Start Provided passage
Agriculture and border management meet in the border districts. The fertile Punjab plains, India's wheat and rice bowl, sit right along the international boundary with Pakistan, where the Border Security Force maintains a fence set back from the actual line and a "zero line" beyond which farmers cultivate their land under controlled access through gates opened on a schedule. Standing crops such as tall sugarcane and dense wheat give cover, so smuggling of narcotics, weapons and contraband across the Punjab border, and tunnelling under the fence, are recurring BSF concerns. On the eastern frontier, the riverine and char (river-island) farmlands of the Indo-Bangladesh boundary, and the cattle smuggling that crosses there, are a standing enforcement issue, complicated by farms that straddle the line. The dependence of border-district livelihoods on cross-line cultivation also feeds the human dimension of border management.
Beyond the fence, agrarian distress and the control of forest and farm land are themselves drivers of internal conflict: the left-wing-extremism corridor of central India overlaps tracts of poor dry-land farming and tribal forest livelihoods, and disputes over land, displacement and mineral extraction feed the unrest that the Central Reserve Police Force is deployed against. Food security, the buffer stock and the public distribution system are, in this sense, instruments of internal stability as much as of welfare. See india borders neighbours and strategic geography, soils and natural vegetation of india and indian monsoon and climate.
- Matching feature to location: crop to season (jute kharif, gram rabi); crop to leading State; revolution to product and pioneer.
- One-liner: the golden fibre (jute), the largest milk producer (India), the State that leads coffee (Karnataka), the highest sugar recovery (Maharashtra).
- Statement-based: judge claims such as "Cotton grows best on black soil" (correct) and "Wheat is a kharif crop" (incorrect, it is rabi).
- Sequence: kharif is sown with the monsoon, rabi in winter, zaid in summer.
Authored practice:
- Which of the following is a rabi crop? (a) rice (b) cotton (c) jute (d) wheat. Answer (d). Wheat is the winter-sown rabi staple; rice, cotton and jute are kharif.
End Provided passage
Start Data section
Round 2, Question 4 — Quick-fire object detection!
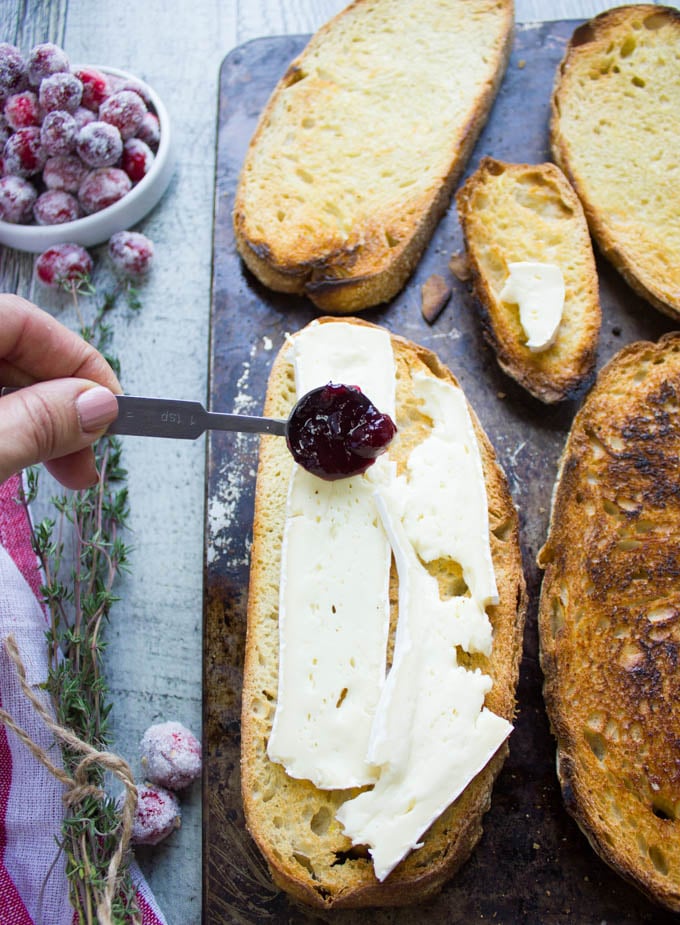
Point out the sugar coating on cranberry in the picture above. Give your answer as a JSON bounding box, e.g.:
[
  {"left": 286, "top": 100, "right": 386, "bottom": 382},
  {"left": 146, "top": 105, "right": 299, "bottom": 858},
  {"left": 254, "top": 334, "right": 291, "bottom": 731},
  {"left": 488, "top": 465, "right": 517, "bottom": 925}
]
[
  {"left": 99, "top": 90, "right": 146, "bottom": 139},
  {"left": 120, "top": 138, "right": 154, "bottom": 183},
  {"left": 73, "top": 67, "right": 111, "bottom": 113},
  {"left": 38, "top": 71, "right": 83, "bottom": 112},
  {"left": 26, "top": 42, "right": 71, "bottom": 87},
  {"left": 127, "top": 784, "right": 182, "bottom": 845},
  {"left": 3, "top": 125, "right": 47, "bottom": 177},
  {"left": 78, "top": 167, "right": 132, "bottom": 215},
  {"left": 141, "top": 722, "right": 202, "bottom": 790},
  {"left": 43, "top": 154, "right": 90, "bottom": 193},
  {"left": 40, "top": 109, "right": 77, "bottom": 157},
  {"left": 0, "top": 42, "right": 27, "bottom": 100},
  {"left": 0, "top": 175, "right": 38, "bottom": 225},
  {"left": 76, "top": 121, "right": 123, "bottom": 167},
  {"left": 33, "top": 190, "right": 82, "bottom": 225},
  {"left": 35, "top": 243, "right": 93, "bottom": 288},
  {"left": 4, "top": 90, "right": 40, "bottom": 131}
]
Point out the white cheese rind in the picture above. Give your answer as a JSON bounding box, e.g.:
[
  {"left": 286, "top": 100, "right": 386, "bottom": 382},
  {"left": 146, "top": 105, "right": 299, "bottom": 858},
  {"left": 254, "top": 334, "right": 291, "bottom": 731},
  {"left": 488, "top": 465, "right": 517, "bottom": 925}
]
[
  {"left": 499, "top": 260, "right": 565, "bottom": 353},
  {"left": 267, "top": 323, "right": 395, "bottom": 789}
]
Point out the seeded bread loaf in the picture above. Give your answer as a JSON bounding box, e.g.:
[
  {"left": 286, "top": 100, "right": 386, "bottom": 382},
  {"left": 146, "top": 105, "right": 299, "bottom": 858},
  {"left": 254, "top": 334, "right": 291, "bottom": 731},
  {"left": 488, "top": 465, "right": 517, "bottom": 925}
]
[
  {"left": 456, "top": 157, "right": 601, "bottom": 403},
  {"left": 550, "top": 4, "right": 680, "bottom": 318},
  {"left": 539, "top": 333, "right": 680, "bottom": 911},
  {"left": 242, "top": 318, "right": 526, "bottom": 908},
  {"left": 234, "top": 0, "right": 513, "bottom": 314}
]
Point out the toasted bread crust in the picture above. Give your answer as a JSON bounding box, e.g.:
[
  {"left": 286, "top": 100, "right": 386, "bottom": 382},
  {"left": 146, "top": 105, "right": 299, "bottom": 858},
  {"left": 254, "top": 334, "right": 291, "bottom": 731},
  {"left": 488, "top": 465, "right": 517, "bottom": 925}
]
End Data section
_Exercise prompt_:
In the text on agriculture and border management, why are smuggling and tunnelling under the fence recurring concerns for the Border Security Force on the Punjab border? Answer in one to three sentences.

_Answer to the problem_:
Standing crops along the Punjab boundary, such as tall sugarcane and dense wheat, give cover. That cover is why smuggling of narcotics, weapons and contraband across the border, and tunnelling under the fence, keep recurring as concerns for the Border Security Force.